*EXERCISE:* Start at the line in the entries below that contains "Mark the brown wooden door with a point.", stop at the line that contains "Mark the balcony railing with a point.", and output exactly the lines in that span, both ends included.

*MATERIAL SHOWN:*
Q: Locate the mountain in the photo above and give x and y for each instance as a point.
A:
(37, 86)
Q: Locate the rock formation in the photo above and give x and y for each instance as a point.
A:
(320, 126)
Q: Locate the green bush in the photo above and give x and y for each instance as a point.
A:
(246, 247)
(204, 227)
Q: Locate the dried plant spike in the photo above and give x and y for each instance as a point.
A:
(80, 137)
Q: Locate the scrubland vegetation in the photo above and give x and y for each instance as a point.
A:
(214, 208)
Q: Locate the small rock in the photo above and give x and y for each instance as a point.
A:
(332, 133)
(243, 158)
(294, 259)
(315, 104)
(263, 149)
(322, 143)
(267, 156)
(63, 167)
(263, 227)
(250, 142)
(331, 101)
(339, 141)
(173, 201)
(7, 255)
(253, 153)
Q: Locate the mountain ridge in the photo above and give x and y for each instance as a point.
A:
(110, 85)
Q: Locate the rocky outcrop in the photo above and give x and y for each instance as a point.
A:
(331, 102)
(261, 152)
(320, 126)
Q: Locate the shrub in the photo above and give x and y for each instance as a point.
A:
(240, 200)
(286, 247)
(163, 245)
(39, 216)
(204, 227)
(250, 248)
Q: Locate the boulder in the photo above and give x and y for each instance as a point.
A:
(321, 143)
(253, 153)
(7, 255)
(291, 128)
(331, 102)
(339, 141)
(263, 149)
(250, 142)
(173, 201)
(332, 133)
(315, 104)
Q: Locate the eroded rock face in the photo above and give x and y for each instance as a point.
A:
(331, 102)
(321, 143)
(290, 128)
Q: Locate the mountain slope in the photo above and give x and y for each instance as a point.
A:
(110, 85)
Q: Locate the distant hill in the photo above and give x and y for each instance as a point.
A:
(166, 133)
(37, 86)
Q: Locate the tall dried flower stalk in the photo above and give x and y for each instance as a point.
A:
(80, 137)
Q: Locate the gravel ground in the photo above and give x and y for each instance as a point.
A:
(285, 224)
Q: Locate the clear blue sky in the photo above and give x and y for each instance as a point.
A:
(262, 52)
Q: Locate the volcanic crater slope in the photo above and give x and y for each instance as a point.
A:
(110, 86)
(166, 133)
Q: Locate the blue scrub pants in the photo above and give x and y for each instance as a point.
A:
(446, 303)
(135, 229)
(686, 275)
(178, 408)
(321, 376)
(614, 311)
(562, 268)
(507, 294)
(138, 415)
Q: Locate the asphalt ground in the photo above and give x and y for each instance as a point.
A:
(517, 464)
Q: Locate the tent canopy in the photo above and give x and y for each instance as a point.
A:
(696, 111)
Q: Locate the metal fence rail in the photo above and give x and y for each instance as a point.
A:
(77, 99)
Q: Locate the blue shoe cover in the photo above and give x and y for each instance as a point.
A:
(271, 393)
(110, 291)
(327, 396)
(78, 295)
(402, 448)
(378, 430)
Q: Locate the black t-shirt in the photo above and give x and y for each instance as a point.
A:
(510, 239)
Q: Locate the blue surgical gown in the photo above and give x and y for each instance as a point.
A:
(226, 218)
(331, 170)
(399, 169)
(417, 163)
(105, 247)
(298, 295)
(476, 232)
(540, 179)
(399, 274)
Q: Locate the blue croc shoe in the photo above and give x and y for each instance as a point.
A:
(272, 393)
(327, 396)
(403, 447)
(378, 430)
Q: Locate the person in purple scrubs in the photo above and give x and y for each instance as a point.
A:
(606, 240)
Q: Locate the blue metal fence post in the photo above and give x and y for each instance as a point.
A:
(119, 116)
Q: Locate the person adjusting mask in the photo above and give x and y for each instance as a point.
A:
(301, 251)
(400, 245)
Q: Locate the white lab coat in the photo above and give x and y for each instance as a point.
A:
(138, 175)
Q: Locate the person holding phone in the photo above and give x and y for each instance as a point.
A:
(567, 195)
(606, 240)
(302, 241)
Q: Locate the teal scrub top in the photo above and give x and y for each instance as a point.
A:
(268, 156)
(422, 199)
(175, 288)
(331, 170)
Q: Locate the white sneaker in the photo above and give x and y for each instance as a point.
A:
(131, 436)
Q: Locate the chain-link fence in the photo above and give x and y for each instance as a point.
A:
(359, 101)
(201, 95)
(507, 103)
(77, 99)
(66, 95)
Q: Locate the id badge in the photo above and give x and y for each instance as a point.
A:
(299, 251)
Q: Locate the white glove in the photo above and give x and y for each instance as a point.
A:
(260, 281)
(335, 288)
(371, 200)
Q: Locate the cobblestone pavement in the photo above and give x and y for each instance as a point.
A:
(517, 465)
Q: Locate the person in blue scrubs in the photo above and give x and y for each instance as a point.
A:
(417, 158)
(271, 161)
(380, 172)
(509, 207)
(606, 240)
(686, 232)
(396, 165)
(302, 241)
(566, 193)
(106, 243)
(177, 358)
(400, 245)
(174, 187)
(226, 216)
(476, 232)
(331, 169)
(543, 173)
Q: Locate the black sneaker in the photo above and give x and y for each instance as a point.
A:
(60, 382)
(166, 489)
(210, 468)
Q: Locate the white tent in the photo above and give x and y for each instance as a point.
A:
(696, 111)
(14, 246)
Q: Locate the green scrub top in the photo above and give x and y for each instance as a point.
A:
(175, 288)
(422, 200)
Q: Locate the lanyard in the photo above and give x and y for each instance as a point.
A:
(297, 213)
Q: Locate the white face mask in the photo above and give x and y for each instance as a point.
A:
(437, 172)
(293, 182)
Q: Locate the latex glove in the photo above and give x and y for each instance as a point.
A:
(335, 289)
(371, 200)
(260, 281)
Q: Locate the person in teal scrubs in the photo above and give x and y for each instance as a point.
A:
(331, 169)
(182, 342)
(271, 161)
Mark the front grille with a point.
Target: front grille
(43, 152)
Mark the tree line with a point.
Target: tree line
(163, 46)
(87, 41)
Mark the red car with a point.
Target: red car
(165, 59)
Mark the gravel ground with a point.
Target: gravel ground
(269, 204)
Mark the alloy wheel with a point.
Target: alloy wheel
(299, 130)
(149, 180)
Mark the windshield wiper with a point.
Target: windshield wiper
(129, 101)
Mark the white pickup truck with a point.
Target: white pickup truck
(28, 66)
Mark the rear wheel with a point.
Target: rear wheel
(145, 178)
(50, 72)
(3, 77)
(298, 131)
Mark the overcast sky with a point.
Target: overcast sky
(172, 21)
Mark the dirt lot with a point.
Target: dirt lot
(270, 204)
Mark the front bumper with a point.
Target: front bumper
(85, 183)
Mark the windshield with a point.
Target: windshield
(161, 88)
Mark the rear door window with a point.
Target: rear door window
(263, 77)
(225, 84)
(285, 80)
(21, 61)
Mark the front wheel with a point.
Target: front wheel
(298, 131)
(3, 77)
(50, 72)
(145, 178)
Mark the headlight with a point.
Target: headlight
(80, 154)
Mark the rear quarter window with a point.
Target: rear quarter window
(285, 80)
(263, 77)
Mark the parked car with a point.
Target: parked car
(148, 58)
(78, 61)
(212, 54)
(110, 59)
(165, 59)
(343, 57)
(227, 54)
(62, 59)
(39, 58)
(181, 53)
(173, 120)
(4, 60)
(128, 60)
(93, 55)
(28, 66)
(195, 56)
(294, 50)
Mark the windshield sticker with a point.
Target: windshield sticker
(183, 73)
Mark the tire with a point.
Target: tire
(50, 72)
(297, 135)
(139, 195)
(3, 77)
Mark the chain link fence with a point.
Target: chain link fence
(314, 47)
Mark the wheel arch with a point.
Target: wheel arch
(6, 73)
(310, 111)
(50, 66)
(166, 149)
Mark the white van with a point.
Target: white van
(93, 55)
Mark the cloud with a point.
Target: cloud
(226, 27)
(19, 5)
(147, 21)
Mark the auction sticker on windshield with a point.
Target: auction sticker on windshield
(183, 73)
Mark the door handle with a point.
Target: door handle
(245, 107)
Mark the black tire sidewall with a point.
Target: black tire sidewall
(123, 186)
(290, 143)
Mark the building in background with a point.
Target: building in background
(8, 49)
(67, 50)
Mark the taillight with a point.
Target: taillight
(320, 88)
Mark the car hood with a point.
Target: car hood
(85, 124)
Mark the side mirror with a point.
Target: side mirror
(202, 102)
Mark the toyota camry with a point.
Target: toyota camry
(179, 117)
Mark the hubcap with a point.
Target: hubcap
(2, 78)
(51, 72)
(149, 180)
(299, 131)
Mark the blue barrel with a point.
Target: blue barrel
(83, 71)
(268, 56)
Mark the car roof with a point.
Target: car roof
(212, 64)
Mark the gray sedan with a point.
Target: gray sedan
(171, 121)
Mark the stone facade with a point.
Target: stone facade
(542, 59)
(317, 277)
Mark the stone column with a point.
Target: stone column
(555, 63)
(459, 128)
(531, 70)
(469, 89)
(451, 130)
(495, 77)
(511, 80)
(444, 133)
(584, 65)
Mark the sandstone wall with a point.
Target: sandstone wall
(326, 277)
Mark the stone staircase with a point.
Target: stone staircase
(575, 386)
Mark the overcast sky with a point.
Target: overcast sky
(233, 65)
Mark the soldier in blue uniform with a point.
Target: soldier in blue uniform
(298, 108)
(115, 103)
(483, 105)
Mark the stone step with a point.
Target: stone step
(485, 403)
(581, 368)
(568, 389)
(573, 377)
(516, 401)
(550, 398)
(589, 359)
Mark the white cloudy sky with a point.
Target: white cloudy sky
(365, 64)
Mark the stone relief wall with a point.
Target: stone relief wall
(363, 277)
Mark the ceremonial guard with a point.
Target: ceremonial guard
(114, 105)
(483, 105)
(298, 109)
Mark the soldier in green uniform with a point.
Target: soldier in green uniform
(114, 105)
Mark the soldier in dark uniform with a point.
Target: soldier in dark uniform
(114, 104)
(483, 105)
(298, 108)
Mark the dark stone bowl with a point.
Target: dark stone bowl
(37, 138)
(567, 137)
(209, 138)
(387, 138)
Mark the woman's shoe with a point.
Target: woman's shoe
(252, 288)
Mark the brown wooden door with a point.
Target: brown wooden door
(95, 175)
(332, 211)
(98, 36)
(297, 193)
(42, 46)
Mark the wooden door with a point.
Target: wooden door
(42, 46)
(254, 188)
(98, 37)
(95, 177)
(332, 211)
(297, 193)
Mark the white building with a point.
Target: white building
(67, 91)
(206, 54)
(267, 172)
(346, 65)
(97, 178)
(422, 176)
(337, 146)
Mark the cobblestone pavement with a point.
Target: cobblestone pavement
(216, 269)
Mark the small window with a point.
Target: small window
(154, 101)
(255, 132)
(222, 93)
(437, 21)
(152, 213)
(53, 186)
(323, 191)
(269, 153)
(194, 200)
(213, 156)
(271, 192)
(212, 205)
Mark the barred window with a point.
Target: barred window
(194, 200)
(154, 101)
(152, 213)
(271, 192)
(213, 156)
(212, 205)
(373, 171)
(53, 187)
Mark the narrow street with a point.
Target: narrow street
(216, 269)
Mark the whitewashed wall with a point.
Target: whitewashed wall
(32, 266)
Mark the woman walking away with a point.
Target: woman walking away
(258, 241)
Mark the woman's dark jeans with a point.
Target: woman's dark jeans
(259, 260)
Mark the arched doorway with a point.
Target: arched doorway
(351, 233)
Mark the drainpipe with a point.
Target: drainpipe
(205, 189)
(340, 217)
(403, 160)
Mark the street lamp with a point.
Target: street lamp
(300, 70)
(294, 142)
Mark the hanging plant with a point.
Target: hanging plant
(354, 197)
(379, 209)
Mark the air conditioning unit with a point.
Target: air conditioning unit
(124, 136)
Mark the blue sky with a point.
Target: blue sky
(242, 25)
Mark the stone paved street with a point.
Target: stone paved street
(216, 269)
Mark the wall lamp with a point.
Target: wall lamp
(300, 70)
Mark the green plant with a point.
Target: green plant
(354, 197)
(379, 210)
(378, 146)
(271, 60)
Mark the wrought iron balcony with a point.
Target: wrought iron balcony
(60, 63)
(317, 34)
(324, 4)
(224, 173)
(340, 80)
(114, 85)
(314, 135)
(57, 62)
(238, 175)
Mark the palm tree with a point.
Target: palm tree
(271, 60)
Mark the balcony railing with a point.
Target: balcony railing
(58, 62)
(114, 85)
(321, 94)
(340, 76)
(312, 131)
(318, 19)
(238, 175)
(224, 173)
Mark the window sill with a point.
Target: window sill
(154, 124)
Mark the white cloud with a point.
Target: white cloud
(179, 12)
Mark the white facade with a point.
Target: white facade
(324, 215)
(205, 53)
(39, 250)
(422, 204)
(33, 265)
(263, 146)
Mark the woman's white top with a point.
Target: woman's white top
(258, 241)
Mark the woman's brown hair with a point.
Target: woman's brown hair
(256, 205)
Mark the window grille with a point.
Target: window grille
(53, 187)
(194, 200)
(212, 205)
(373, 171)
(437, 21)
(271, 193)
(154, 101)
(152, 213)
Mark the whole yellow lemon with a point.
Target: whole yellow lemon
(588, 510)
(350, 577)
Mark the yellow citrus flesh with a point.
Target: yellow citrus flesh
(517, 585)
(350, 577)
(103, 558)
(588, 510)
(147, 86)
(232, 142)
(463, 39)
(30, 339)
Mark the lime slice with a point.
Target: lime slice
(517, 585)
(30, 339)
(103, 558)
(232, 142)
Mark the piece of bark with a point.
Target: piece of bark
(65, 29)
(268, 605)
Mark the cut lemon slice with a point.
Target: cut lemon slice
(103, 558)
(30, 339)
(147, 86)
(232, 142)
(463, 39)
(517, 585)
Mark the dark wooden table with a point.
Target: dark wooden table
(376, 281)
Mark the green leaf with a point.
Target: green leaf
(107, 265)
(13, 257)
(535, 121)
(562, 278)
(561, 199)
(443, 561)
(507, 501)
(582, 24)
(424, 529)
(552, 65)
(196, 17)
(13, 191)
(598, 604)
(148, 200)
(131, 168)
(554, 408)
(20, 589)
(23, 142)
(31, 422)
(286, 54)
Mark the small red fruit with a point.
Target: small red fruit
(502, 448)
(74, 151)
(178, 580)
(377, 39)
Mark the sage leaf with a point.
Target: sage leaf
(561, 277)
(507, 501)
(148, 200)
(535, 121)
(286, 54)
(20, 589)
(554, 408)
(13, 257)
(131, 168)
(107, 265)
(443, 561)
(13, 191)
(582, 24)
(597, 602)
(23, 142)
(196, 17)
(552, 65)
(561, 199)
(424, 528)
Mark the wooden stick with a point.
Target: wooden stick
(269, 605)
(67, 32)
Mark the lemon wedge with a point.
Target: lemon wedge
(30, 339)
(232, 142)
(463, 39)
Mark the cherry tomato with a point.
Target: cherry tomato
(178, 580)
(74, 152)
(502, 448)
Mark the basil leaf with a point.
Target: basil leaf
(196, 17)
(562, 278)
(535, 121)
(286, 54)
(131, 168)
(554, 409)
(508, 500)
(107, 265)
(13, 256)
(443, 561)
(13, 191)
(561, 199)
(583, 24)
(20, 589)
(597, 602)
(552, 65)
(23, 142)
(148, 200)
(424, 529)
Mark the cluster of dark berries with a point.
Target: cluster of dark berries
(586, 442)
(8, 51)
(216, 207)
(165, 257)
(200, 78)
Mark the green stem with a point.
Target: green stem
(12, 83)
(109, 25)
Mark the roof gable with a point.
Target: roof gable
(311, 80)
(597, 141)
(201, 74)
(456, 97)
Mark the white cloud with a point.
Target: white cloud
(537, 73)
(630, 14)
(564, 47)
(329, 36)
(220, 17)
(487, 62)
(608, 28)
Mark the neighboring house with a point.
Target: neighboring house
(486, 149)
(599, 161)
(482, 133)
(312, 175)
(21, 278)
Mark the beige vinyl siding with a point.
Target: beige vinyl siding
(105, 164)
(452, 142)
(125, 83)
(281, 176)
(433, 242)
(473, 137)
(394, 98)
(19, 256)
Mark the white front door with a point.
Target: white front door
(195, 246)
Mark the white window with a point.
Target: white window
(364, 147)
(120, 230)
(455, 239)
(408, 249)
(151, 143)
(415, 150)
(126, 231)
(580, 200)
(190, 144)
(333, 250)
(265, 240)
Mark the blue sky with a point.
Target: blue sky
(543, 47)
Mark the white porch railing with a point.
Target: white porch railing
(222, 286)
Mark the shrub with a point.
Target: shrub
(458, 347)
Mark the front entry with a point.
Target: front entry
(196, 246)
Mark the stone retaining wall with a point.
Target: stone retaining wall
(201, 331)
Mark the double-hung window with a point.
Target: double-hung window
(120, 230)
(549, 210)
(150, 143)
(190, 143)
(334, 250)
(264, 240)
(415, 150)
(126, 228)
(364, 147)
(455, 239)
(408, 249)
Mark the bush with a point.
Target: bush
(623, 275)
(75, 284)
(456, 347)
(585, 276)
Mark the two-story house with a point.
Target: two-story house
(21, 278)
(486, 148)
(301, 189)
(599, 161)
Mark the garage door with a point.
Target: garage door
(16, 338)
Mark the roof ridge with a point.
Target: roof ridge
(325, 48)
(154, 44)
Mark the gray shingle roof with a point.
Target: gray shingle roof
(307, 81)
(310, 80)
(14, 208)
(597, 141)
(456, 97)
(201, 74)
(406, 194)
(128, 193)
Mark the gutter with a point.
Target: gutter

*REPLY:*
Mark the brown wooden door with a point.
Target: brown wooden door
(95, 175)
(332, 211)
(98, 36)
(297, 193)
(42, 46)
Mark the wooden door with a point.
Target: wooden door
(42, 46)
(254, 188)
(98, 37)
(95, 177)
(332, 211)
(297, 193)
Mark the white building with a point.
Target: white building
(67, 91)
(206, 54)
(267, 172)
(346, 65)
(97, 178)
(422, 176)
(337, 146)
Mark the cobblestone pavement with a point.
Target: cobblestone pavement
(216, 269)
Mark the small window with a point.
Target: small window
(154, 101)
(255, 132)
(222, 93)
(437, 21)
(152, 213)
(53, 186)
(323, 191)
(269, 153)
(194, 200)
(213, 156)
(271, 192)
(212, 205)
Mark the barred window with a point.
Target: barred window
(194, 200)
(154, 101)
(152, 213)
(271, 192)
(213, 156)
(212, 205)
(373, 171)
(53, 187)
Mark the narrow street with a point.
Target: narrow street
(216, 269)
Mark the whitewashed wall with a point.
Target: whitewashed wall
(32, 266)
Mark the woman walking away with a point.
Target: woman walking away
(258, 241)
Mark the woman's dark jeans with a point.
Target: woman's dark jeans
(259, 260)
Mark the arched doorway with a point.
Target: arched doorway
(351, 233)
Mark the drainpipe with a point.
Target: drainpipe
(205, 189)
(340, 217)
(403, 160)
Mark the street lamp with a point.
Target: street lamp
(300, 70)
(294, 142)
Mark the hanging plant with a point.
Target: hanging plant
(354, 197)
(379, 209)
Mark the air conditioning unit with a point.
Target: air conditioning unit
(124, 136)
Mark the blue sky with a point.
Target: blue sky
(242, 25)
Mark the stone paved street with a point.
Target: stone paved street
(216, 269)
Mark the wall lamp with a point.
Target: wall lamp
(300, 70)
Mark the green plant with a point.
Target: green plant
(354, 197)
(379, 210)
(378, 146)
(271, 60)
Mark the wrought iron balcony with a point.
Target: wrought iron balcony
(60, 63)
(317, 34)
(324, 4)
(224, 173)
(340, 80)
(114, 85)
(314, 135)
(57, 62)
(238, 175)
Mark the palm tree with a point.
Target: palm tree
(271, 60)
Mark the balcony railing with a point.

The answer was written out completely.